**Your instructions**
State how many lines in the rows below contain the string "patch", treating uppercase and lowercase as different, and give only that number.

**Input material**
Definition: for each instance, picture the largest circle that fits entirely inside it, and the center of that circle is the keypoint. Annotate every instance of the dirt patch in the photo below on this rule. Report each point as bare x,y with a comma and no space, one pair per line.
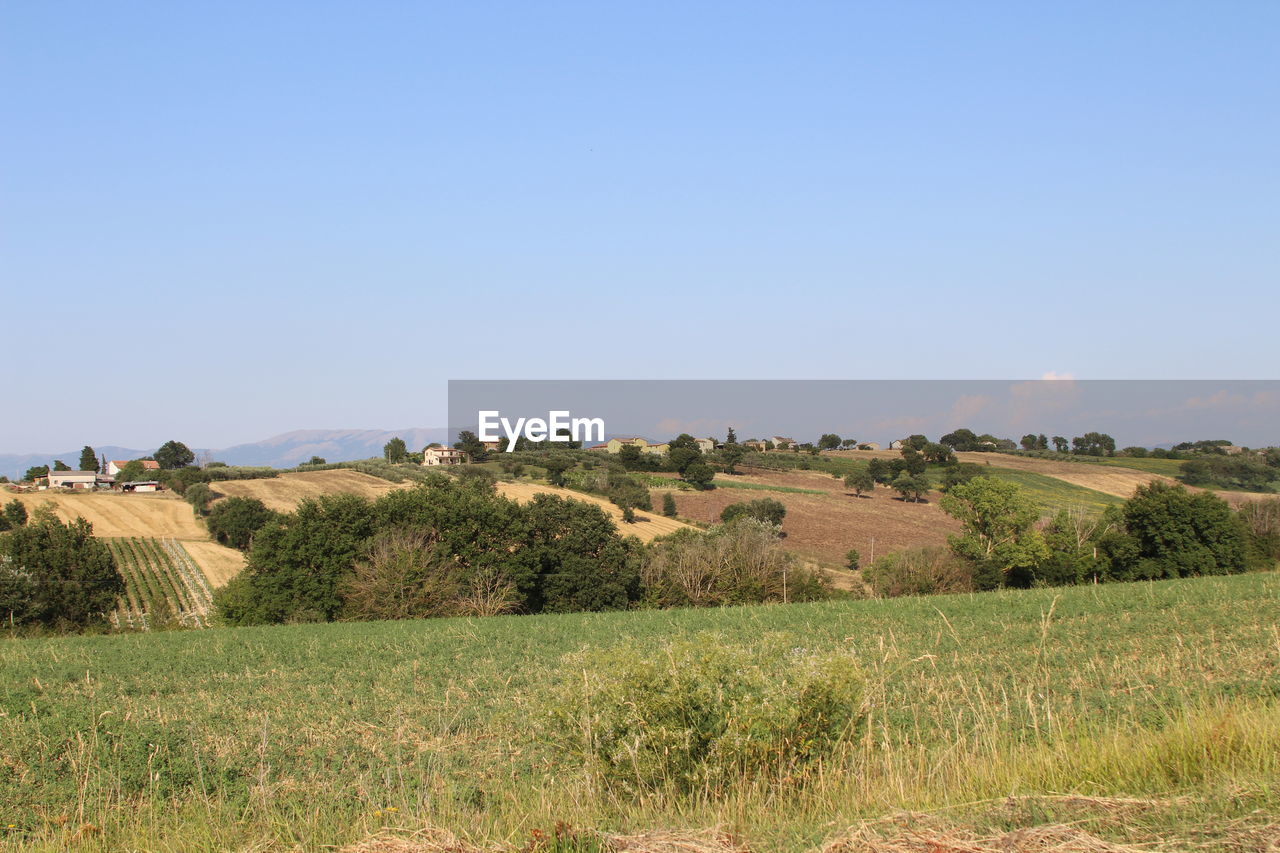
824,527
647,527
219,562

--

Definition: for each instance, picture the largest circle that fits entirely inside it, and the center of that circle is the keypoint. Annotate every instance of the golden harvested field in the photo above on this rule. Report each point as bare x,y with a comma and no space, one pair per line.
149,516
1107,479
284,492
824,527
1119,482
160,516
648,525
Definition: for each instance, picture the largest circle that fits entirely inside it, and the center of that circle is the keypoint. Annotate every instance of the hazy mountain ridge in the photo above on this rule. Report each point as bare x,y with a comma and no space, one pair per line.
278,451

**Answer to this exercise**
1